Records for this task:
-=-=-
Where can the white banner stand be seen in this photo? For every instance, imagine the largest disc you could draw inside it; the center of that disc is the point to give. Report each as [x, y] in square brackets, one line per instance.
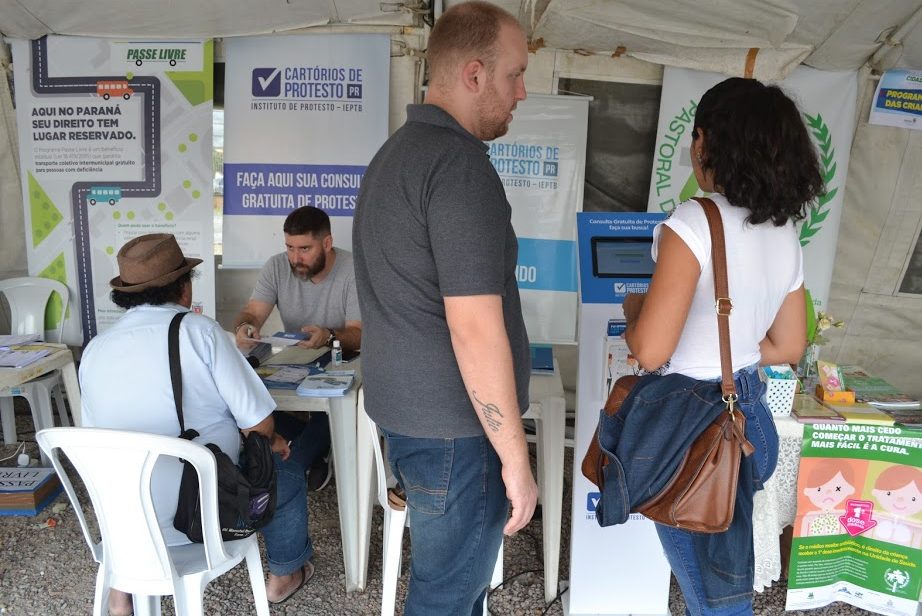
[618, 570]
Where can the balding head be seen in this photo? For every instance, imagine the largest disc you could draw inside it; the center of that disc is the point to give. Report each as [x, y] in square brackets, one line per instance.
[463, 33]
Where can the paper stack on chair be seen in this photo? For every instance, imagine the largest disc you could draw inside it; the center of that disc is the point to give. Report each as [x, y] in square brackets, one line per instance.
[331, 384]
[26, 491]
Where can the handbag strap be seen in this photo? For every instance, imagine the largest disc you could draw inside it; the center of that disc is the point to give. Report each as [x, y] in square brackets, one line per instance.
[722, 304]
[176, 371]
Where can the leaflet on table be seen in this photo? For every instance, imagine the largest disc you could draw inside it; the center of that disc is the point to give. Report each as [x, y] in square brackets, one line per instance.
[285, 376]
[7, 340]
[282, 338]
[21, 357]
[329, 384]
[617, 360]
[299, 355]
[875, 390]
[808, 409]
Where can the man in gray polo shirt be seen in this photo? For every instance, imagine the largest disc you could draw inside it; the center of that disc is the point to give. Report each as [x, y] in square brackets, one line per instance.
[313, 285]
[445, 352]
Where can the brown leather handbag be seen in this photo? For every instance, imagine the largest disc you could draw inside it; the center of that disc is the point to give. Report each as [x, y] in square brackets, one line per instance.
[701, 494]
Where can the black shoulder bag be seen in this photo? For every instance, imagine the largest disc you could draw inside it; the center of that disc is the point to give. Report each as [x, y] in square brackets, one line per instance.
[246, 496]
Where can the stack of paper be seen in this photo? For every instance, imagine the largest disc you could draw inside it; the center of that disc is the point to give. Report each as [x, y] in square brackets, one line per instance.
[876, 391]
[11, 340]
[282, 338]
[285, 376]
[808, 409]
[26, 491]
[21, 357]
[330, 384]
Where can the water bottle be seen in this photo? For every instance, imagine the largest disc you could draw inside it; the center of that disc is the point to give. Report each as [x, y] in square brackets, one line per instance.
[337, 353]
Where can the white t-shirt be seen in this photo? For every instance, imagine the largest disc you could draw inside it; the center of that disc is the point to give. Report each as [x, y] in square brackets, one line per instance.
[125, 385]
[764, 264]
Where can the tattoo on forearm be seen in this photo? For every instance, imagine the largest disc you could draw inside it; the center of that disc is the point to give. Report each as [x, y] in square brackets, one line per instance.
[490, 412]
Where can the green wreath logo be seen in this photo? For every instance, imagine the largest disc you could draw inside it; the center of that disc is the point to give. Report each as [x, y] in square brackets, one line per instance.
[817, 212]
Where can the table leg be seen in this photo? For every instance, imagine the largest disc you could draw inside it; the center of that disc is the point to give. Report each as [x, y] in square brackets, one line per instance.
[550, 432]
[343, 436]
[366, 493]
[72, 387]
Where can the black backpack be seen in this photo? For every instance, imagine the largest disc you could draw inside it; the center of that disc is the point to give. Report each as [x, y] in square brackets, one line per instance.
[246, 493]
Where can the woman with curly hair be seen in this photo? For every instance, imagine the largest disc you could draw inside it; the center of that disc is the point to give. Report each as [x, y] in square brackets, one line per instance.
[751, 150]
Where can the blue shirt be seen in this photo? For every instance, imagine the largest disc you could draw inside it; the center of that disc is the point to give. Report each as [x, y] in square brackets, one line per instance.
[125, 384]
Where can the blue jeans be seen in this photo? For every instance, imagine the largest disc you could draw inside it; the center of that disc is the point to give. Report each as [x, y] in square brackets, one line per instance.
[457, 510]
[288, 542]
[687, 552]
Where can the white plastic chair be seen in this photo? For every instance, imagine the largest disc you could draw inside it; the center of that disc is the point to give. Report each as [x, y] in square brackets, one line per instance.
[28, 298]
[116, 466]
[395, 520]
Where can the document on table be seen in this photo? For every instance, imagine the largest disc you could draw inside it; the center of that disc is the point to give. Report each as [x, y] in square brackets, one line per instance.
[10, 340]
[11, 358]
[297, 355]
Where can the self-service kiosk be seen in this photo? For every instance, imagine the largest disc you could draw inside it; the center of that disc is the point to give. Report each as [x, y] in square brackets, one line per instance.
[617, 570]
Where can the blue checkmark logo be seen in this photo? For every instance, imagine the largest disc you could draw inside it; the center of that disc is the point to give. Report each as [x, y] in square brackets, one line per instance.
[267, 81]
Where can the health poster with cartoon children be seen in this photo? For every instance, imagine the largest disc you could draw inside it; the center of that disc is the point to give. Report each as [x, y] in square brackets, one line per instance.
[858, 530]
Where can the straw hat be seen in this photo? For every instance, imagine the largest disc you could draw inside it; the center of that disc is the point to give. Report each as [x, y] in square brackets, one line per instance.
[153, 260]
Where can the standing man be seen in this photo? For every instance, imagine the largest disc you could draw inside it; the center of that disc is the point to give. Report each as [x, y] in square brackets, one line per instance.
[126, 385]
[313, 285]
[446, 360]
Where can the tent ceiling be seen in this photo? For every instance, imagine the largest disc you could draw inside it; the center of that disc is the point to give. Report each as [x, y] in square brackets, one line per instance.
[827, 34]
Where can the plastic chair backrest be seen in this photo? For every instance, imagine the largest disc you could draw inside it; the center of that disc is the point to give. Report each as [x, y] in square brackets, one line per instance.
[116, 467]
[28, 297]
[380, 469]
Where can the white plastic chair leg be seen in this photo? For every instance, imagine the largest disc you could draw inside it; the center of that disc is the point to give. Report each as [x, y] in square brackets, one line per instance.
-=-=-
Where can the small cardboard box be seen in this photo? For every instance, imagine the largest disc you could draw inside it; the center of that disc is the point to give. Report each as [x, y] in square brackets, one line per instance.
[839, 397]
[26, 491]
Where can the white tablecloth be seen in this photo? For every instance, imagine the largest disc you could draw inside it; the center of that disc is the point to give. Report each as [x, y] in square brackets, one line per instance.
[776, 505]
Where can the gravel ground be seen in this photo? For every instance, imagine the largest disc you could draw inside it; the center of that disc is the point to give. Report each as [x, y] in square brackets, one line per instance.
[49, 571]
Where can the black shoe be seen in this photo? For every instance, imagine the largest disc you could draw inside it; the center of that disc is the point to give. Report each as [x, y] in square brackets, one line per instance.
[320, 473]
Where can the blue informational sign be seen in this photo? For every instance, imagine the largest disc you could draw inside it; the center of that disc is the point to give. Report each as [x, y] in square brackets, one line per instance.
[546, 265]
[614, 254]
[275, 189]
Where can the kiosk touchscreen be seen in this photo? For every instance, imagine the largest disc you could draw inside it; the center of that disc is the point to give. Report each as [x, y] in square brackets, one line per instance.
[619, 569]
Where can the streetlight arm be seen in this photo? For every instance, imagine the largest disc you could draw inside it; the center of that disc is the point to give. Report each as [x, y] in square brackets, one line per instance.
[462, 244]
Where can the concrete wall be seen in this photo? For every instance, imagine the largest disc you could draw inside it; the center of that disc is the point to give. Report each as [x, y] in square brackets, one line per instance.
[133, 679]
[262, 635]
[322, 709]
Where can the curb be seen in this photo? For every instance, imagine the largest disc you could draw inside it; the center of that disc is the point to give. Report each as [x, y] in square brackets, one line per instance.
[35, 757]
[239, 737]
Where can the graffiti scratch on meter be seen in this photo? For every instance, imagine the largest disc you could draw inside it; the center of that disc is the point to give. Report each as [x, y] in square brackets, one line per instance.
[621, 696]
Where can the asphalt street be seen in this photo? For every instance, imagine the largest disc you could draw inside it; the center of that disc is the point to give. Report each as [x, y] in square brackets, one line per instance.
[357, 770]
-=-=-
What to do: An exact copy of the lines above, from the one containing "Where can the straw" down to the one containing "Where can the white plastic chair leg" and including both, is the whole answer; retype it and nothing else.

Task answer:
Where can the straw hat be seen in this photo? For every instance, imagine the largest disc you could draw inside it; the center of that disc is the point to give. Report each as [x, y] in square brackets, one line per instance.
[153, 260]
Where can the standing man be seen in this photo? For every instance, imagine the largest disc you could draw inside it; the center of that disc is the point to give. Report each as [x, y] in square brackets, one line per instance.
[126, 385]
[313, 285]
[446, 360]
Where can the tent ceiling be seen in this photo? For every instance, imagine the largest disc you could draw inside it; the center of that disc is the point to give. Report each as [x, y] in square brackets, one line per instance.
[827, 34]
Where can the plastic chair backrest be seen in this photo? For every instance, imagine the largest disc you could draw inside it; the center of that disc is the point to give. Report each as [x, y] in square brackets, one line per instance.
[116, 467]
[28, 297]
[380, 469]
Where can the white plastic chair leg be seen in this photo? For every instance, imagine the largest disc you could draw inside it; the center of that disc is the point to give. Report each as [x, y] in square brackets, one line per instance.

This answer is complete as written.